* [Exercise brief] Copy the listing below word for word, from its first line through the line holding "[598,167,634,210]", with both ends included. Omit the pictures.

[Entries from an annotation dataset]

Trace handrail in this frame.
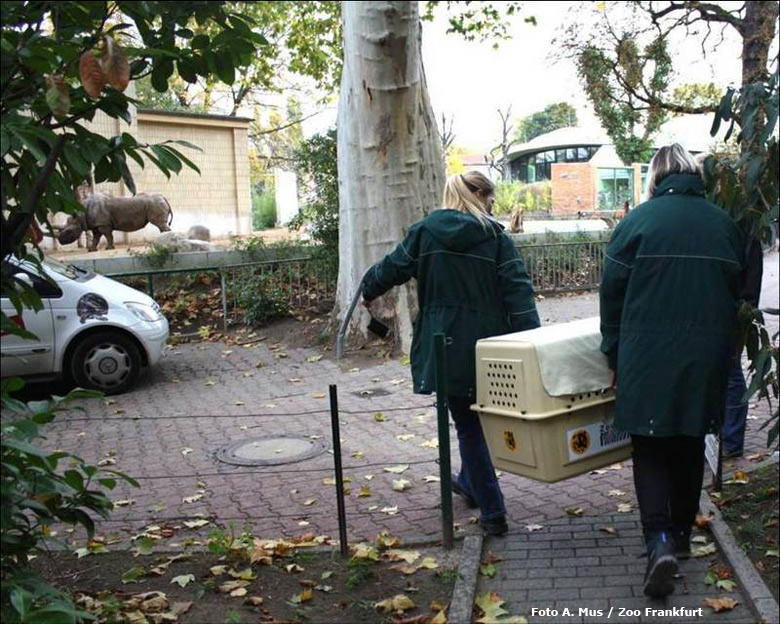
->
[102,256,311,277]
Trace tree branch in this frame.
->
[250,110,322,138]
[0,135,67,258]
[647,2,745,35]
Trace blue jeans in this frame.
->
[448,396,506,520]
[723,358,748,453]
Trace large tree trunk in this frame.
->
[741,0,778,85]
[336,1,444,352]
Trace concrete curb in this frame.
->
[699,460,780,624]
[447,533,483,624]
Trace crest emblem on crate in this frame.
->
[569,429,590,455]
[504,431,517,451]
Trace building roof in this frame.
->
[138,108,253,126]
[509,126,610,159]
[509,115,714,160]
[462,154,488,167]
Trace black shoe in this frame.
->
[479,516,509,537]
[674,528,691,559]
[452,475,478,509]
[644,531,677,598]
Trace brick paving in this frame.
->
[29,254,777,622]
[477,513,756,624]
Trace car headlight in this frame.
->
[125,301,160,323]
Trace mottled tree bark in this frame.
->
[336,1,444,352]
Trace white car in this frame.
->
[0,259,169,394]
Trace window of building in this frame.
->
[598,167,634,210]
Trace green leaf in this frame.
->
[215,51,236,86]
[135,535,155,557]
[152,57,174,93]
[171,574,195,587]
[190,34,210,50]
[11,587,33,622]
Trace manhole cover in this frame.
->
[217,435,326,466]
[352,388,392,399]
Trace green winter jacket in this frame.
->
[363,209,539,397]
[600,174,744,436]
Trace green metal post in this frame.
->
[433,333,454,548]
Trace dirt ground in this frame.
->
[718,464,780,600]
[36,545,458,624]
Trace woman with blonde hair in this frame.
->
[363,171,539,535]
[600,143,745,597]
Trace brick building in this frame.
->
[46,88,252,246]
[509,127,706,216]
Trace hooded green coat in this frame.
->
[363,209,539,397]
[600,174,744,436]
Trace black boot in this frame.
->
[674,527,691,559]
[479,516,509,537]
[644,531,677,598]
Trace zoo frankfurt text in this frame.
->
[531,607,704,618]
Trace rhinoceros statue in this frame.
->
[57,193,173,251]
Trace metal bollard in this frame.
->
[330,384,349,557]
[433,333,455,548]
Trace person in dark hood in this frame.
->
[600,143,745,597]
[363,171,539,535]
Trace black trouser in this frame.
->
[631,435,704,537]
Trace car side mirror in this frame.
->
[14,271,33,286]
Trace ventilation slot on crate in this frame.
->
[487,362,520,409]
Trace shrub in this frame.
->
[252,189,276,230]
[0,378,138,624]
[493,180,524,216]
[234,272,290,325]
[290,130,339,274]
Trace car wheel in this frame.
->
[70,332,141,394]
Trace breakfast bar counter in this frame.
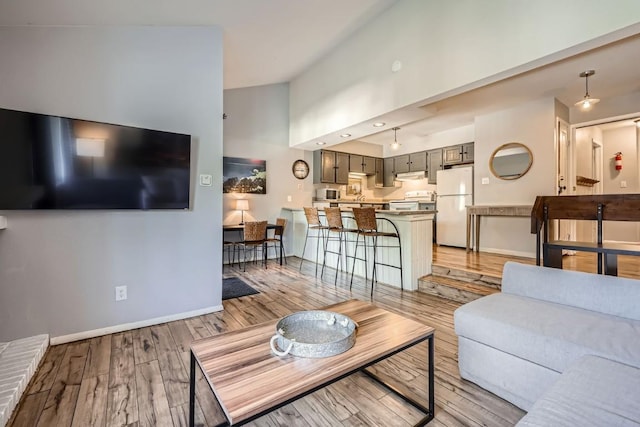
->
[282,208,435,291]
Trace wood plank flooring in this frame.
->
[9,251,536,427]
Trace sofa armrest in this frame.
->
[502,261,640,320]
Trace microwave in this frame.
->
[316,188,340,200]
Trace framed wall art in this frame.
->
[222,157,267,194]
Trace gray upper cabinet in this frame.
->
[313,150,349,184]
[409,151,427,172]
[427,148,442,184]
[382,157,396,187]
[349,154,376,175]
[442,142,473,165]
[349,154,364,173]
[362,156,378,175]
[393,154,409,174]
[336,152,349,184]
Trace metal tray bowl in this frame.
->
[271,310,358,357]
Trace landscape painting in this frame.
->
[222,157,267,194]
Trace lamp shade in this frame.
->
[236,199,249,211]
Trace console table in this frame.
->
[467,205,533,252]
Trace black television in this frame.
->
[0,109,191,210]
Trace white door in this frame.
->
[552,119,576,244]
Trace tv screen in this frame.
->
[0,109,191,210]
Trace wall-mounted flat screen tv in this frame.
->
[0,109,191,210]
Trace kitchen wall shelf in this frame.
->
[576,175,600,187]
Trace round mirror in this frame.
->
[489,142,533,179]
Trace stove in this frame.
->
[389,190,435,211]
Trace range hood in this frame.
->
[396,171,426,181]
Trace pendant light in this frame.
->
[575,70,600,110]
[391,127,400,150]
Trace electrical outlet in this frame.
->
[116,286,127,301]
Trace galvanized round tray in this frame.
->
[271,310,358,357]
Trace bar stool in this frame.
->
[349,208,404,298]
[300,208,329,276]
[320,208,358,285]
[267,218,287,264]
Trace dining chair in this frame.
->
[267,218,287,264]
[238,221,267,271]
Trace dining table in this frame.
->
[222,224,284,265]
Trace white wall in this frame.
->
[602,126,640,242]
[290,0,640,145]
[220,84,313,253]
[575,126,602,242]
[474,98,556,256]
[0,26,222,341]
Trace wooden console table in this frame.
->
[467,205,533,252]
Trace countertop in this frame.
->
[282,207,438,215]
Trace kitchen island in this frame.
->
[282,208,435,291]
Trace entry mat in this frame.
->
[222,277,260,300]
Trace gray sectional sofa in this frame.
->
[454,262,640,426]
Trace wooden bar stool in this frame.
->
[267,218,287,264]
[320,208,358,285]
[238,221,267,271]
[300,208,329,276]
[349,208,404,298]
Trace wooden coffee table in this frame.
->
[189,300,435,426]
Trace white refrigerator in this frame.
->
[436,166,473,248]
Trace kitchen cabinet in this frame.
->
[442,142,473,165]
[393,154,409,174]
[313,150,349,184]
[349,154,376,175]
[382,157,396,187]
[427,148,442,184]
[409,151,427,172]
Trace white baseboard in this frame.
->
[51,305,224,345]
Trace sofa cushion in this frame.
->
[502,262,640,320]
[517,356,640,427]
[454,293,640,372]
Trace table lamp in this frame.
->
[236,199,249,225]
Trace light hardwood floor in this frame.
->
[9,254,524,427]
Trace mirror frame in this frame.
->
[489,142,533,181]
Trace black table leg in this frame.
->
[189,351,196,427]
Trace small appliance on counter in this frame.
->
[389,190,436,211]
[316,187,340,201]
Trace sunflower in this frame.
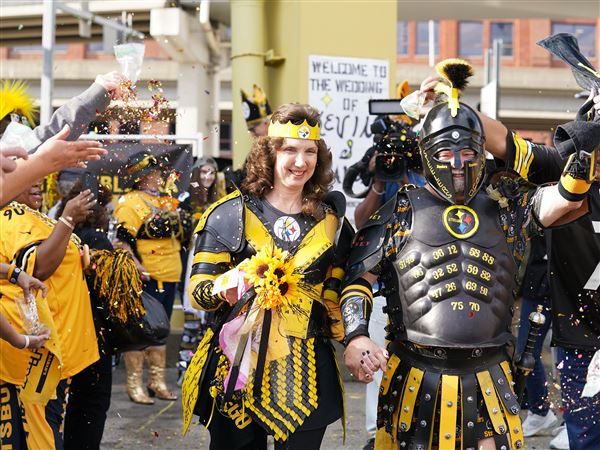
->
[240,246,302,309]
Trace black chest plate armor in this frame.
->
[382,189,517,348]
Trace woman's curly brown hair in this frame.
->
[242,103,333,219]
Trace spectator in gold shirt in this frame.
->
[114,152,183,404]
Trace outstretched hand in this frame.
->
[35,125,107,172]
[419,77,440,102]
[0,145,29,176]
[95,70,127,100]
[17,271,48,298]
[344,336,389,384]
[63,189,97,225]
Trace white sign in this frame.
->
[308,55,390,223]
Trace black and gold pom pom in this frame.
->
[435,58,473,117]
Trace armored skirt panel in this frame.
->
[382,189,517,348]
[375,343,523,450]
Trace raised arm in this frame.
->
[34,72,125,142]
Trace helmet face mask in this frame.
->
[419,103,485,204]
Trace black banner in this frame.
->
[87,143,193,196]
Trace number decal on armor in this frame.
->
[429,281,458,301]
[479,269,492,281]
[444,281,458,292]
[463,280,490,301]
[469,302,480,311]
[398,253,416,270]
[429,288,442,300]
[469,247,481,258]
[467,264,479,275]
[432,269,445,280]
[433,248,446,261]
[446,263,458,273]
[465,281,477,292]
[410,267,425,280]
[481,252,495,266]
[446,244,458,255]
[450,302,464,311]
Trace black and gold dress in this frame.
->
[182,191,353,448]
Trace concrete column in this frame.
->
[176,63,212,156]
[231,0,266,168]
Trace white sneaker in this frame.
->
[523,411,558,437]
[549,427,569,450]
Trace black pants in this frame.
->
[208,411,327,450]
[64,354,112,450]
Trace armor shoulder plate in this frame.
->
[344,195,398,283]
[195,190,244,253]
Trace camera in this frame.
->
[342,100,422,198]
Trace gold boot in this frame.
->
[145,345,177,400]
[123,352,154,405]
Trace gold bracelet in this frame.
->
[6,264,17,280]
[58,216,75,231]
[371,185,385,195]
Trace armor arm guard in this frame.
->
[188,191,245,311]
[344,195,398,284]
[188,232,231,311]
[322,217,354,342]
[340,278,373,345]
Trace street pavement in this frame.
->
[102,345,558,450]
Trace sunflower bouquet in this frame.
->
[213,245,314,391]
[239,246,302,310]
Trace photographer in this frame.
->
[344,112,424,450]
[344,116,424,228]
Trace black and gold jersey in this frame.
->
[113,191,183,282]
[506,133,600,349]
[0,202,98,384]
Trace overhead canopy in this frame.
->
[398,0,600,20]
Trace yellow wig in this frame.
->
[0,80,38,127]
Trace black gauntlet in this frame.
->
[340,278,373,345]
[192,280,224,311]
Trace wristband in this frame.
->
[58,216,75,231]
[371,185,385,195]
[8,265,22,284]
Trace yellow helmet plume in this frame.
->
[0,80,38,126]
[435,58,473,117]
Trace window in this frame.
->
[396,20,408,55]
[489,22,513,57]
[552,23,596,58]
[416,21,440,55]
[85,41,105,53]
[10,44,67,55]
[458,22,483,56]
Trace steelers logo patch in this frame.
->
[443,205,479,239]
[298,125,310,139]
[273,216,300,242]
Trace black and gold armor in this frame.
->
[182,191,352,441]
[341,178,536,449]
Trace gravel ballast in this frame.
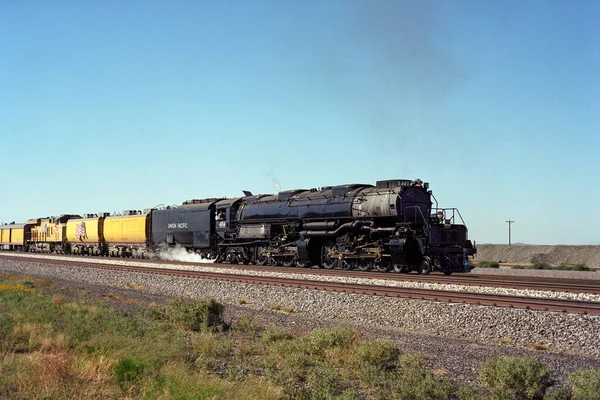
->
[0,258,600,381]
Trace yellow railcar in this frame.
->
[66,214,107,255]
[0,223,25,250]
[25,215,81,253]
[103,211,150,257]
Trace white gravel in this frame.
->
[0,255,600,357]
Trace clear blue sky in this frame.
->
[0,0,600,244]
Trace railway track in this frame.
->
[0,254,600,295]
[1,256,600,315]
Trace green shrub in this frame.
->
[479,356,554,400]
[301,326,358,357]
[384,354,458,400]
[305,366,340,400]
[165,299,225,332]
[115,357,146,386]
[568,369,600,400]
[262,326,292,343]
[234,313,260,335]
[191,332,234,370]
[555,264,594,271]
[353,339,400,370]
[477,261,500,268]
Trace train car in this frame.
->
[103,210,150,258]
[150,199,223,258]
[0,222,25,250]
[66,213,109,256]
[152,179,476,274]
[25,214,81,254]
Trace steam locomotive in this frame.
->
[0,179,476,275]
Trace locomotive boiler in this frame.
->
[157,179,476,274]
[0,179,476,274]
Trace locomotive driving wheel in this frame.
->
[321,242,336,269]
[255,246,269,265]
[375,258,392,272]
[358,258,375,272]
[394,263,408,274]
[417,256,431,275]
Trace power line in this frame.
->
[504,219,515,246]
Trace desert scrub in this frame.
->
[352,339,400,370]
[479,357,554,400]
[0,281,282,399]
[568,369,600,400]
[513,263,595,272]
[477,261,500,268]
[233,313,261,336]
[147,298,227,332]
[261,325,292,343]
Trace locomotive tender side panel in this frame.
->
[104,214,148,244]
[152,206,214,248]
[67,217,102,244]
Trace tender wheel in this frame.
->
[358,258,375,272]
[417,257,431,275]
[321,242,336,269]
[394,263,408,274]
[255,246,269,265]
[296,260,313,268]
[282,257,296,267]
[375,258,392,272]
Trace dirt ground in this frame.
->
[475,244,600,267]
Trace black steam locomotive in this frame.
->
[149,179,476,275]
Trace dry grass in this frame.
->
[529,343,550,350]
[269,302,295,314]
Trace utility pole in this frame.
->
[504,219,515,246]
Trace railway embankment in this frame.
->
[475,244,600,267]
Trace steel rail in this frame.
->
[2,253,600,315]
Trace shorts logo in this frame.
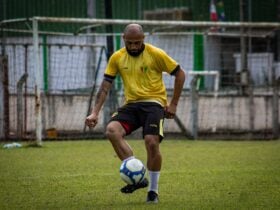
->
[111,112,118,117]
[150,124,157,128]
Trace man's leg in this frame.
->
[145,135,162,203]
[106,121,149,193]
[106,121,133,161]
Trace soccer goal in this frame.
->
[0,17,280,144]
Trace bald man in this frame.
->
[85,24,185,203]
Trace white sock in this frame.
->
[148,171,160,193]
[122,156,135,162]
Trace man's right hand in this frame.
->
[85,113,98,128]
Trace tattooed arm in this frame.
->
[85,80,112,128]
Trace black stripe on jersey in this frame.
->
[104,74,116,83]
[170,65,181,76]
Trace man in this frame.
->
[85,24,185,203]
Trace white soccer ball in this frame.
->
[120,158,146,184]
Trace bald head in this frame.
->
[124,23,144,36]
[123,23,145,56]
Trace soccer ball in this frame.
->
[120,158,146,184]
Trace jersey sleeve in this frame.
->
[104,53,118,78]
[156,49,180,75]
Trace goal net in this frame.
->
[1,17,280,143]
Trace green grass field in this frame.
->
[0,140,280,210]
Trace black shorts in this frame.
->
[110,102,164,140]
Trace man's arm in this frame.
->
[85,80,112,127]
[166,68,186,118]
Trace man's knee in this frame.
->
[105,121,124,139]
[145,135,159,151]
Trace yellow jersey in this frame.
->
[105,44,179,106]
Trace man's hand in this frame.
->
[164,103,177,119]
[85,113,98,128]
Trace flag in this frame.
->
[217,0,226,21]
[210,0,218,21]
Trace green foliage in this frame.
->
[0,140,280,209]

* [Exercise response]
Trace handrail in this frame.
->
[102,256,311,277]
Trace tree branch in this frame.
->
[250,110,322,138]
[0,135,67,258]
[647,2,745,35]
Trace blue jeans in this frame.
->
[448,396,506,520]
[723,358,748,453]
Trace large tree trunk in this frame.
->
[741,0,778,85]
[336,1,444,352]
Trace concrete curb in this frame.
->
[699,460,780,624]
[447,533,483,624]
Trace crest emblem on crate in this frame.
->
[569,429,590,455]
[504,431,517,451]
Trace building roof in this frame.
->
[138,108,253,126]
[509,126,610,159]
[509,115,714,160]
[462,154,488,167]
Trace black shoe in this frame.
->
[479,516,509,537]
[674,528,691,559]
[452,475,478,509]
[644,531,677,598]
Trace brick paving in this frame.
->
[29,254,777,622]
[477,513,756,624]
Trace car headlight in this frame.
->
[125,301,160,323]
Trace mottled tree bark in this frame.
->
[336,1,444,352]
Trace white car in this frame.
->
[0,259,169,394]
Trace window of building in this frame.
->
[598,167,634,210]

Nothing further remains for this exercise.